_Assignment:_
Scan the records below for the line with "Where is each instance of the bicycle tire" and the line with "Where is each instance of the metal fence". Repeat those two lines and every line between them exactly, and nothing else.

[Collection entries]
--- START ---
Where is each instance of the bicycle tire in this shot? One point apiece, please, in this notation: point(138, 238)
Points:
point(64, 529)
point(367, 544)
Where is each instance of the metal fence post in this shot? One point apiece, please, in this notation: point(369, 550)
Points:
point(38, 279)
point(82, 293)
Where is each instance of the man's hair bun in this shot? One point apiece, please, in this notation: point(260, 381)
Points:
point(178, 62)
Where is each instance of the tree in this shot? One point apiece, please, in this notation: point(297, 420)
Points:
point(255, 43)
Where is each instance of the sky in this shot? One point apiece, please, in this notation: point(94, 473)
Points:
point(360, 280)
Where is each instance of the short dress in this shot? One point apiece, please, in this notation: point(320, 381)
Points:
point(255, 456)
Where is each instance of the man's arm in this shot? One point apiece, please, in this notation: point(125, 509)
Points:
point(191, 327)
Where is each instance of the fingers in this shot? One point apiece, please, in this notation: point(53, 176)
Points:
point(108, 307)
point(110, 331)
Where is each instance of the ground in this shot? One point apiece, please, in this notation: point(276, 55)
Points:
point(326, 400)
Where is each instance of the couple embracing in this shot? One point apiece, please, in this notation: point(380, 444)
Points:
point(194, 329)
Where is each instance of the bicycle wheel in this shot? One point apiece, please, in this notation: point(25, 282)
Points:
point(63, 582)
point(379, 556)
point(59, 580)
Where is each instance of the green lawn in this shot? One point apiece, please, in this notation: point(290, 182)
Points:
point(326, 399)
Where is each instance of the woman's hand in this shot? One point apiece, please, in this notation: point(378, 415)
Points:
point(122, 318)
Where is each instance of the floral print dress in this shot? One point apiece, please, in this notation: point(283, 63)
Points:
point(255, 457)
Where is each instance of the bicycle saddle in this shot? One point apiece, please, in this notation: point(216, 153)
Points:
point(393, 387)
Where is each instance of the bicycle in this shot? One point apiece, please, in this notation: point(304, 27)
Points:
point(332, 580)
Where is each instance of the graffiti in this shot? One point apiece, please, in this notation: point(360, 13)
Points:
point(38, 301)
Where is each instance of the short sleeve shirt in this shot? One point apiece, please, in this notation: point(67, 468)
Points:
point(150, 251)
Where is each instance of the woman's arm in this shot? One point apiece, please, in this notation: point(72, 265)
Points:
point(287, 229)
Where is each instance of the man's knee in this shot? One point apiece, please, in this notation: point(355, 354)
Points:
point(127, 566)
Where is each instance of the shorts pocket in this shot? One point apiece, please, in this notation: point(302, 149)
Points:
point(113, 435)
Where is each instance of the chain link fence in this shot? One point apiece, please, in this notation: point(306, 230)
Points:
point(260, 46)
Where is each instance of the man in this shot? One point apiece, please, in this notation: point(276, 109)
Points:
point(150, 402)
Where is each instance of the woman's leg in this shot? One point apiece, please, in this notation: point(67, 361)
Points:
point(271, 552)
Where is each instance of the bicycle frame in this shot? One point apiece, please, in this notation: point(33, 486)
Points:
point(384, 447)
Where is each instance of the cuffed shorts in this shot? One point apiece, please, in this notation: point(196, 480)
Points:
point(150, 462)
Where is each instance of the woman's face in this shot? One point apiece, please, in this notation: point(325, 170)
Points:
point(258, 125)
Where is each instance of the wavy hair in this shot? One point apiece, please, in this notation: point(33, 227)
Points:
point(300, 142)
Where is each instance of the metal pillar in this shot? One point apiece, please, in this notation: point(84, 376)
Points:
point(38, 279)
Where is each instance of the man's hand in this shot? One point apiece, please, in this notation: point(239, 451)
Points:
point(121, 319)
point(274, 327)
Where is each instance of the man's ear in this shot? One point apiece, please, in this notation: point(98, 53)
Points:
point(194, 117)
--- END ---
--- START ---
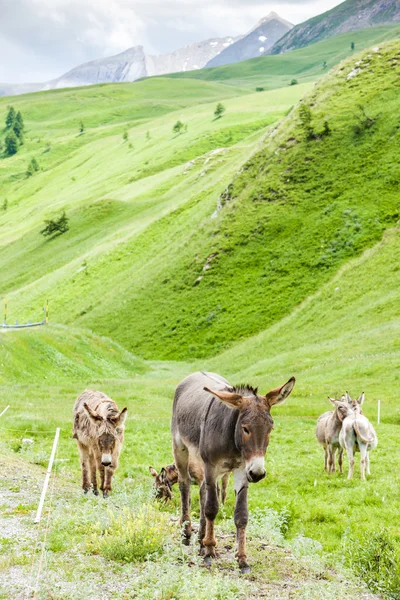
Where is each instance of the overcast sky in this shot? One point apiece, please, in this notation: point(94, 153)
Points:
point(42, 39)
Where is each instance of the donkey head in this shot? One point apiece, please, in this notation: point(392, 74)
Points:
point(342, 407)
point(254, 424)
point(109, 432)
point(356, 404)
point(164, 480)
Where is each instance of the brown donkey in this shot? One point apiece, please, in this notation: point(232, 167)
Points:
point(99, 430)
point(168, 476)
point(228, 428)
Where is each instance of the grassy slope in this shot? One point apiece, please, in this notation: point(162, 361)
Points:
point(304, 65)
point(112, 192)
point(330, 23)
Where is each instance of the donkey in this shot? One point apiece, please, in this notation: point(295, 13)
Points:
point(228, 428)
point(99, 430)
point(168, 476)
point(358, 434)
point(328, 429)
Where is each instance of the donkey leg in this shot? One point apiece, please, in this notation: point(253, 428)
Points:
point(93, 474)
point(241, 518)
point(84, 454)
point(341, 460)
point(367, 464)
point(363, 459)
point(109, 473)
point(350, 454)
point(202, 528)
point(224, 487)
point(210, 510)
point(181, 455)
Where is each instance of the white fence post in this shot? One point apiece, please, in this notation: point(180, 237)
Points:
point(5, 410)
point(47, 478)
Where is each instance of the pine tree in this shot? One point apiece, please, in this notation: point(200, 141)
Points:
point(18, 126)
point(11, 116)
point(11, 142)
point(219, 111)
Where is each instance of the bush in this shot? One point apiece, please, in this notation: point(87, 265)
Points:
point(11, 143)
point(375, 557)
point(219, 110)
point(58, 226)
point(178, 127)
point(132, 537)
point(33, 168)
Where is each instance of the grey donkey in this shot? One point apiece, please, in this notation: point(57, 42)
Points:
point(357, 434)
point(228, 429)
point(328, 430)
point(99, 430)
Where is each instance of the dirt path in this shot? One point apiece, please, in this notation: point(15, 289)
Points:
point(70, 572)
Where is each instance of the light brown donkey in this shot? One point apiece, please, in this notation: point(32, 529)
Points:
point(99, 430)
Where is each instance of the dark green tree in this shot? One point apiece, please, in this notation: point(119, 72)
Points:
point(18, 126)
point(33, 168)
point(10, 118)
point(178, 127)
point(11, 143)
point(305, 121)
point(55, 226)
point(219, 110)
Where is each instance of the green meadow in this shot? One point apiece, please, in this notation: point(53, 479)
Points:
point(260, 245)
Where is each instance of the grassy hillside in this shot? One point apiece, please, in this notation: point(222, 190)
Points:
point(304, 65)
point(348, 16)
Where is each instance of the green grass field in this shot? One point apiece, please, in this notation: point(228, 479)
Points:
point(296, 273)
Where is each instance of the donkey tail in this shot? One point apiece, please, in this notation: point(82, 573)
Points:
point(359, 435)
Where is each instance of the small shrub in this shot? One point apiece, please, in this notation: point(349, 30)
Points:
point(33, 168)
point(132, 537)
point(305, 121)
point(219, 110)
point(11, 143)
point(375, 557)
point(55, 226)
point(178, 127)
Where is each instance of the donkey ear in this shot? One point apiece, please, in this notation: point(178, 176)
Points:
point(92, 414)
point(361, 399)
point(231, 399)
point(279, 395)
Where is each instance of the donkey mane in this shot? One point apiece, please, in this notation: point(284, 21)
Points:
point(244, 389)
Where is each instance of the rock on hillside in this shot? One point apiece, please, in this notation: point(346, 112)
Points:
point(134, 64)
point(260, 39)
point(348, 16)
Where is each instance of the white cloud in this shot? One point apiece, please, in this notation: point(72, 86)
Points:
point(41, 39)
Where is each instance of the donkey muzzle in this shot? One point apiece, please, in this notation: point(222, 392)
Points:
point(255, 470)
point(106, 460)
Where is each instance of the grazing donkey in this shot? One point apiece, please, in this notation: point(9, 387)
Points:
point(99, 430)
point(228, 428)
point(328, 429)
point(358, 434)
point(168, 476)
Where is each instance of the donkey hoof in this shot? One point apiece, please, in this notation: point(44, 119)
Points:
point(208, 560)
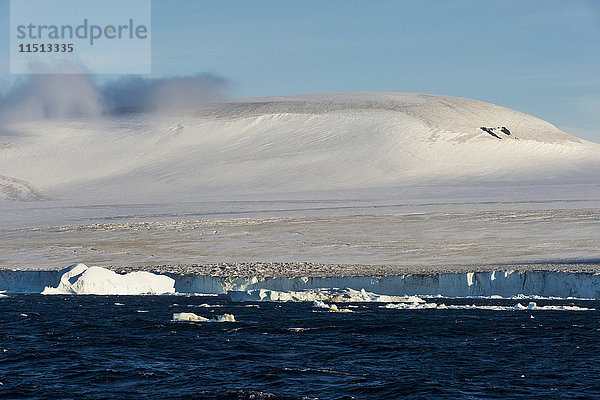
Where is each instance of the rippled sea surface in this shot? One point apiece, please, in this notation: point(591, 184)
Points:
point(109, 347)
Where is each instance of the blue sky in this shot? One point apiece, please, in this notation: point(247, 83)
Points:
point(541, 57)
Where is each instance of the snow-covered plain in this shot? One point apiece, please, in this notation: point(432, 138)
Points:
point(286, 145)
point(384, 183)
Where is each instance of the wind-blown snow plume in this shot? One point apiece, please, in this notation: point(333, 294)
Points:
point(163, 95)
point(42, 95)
--- END ---
_Answer space:_
Where is each instance of the bicycle tire in this shot? One point apiece, please, in this notation: point(138, 238)
Points:
point(64, 529)
point(367, 544)
Where is each instance of the metal fence post in this shot? One point apiece, please, in this notation: point(369, 550)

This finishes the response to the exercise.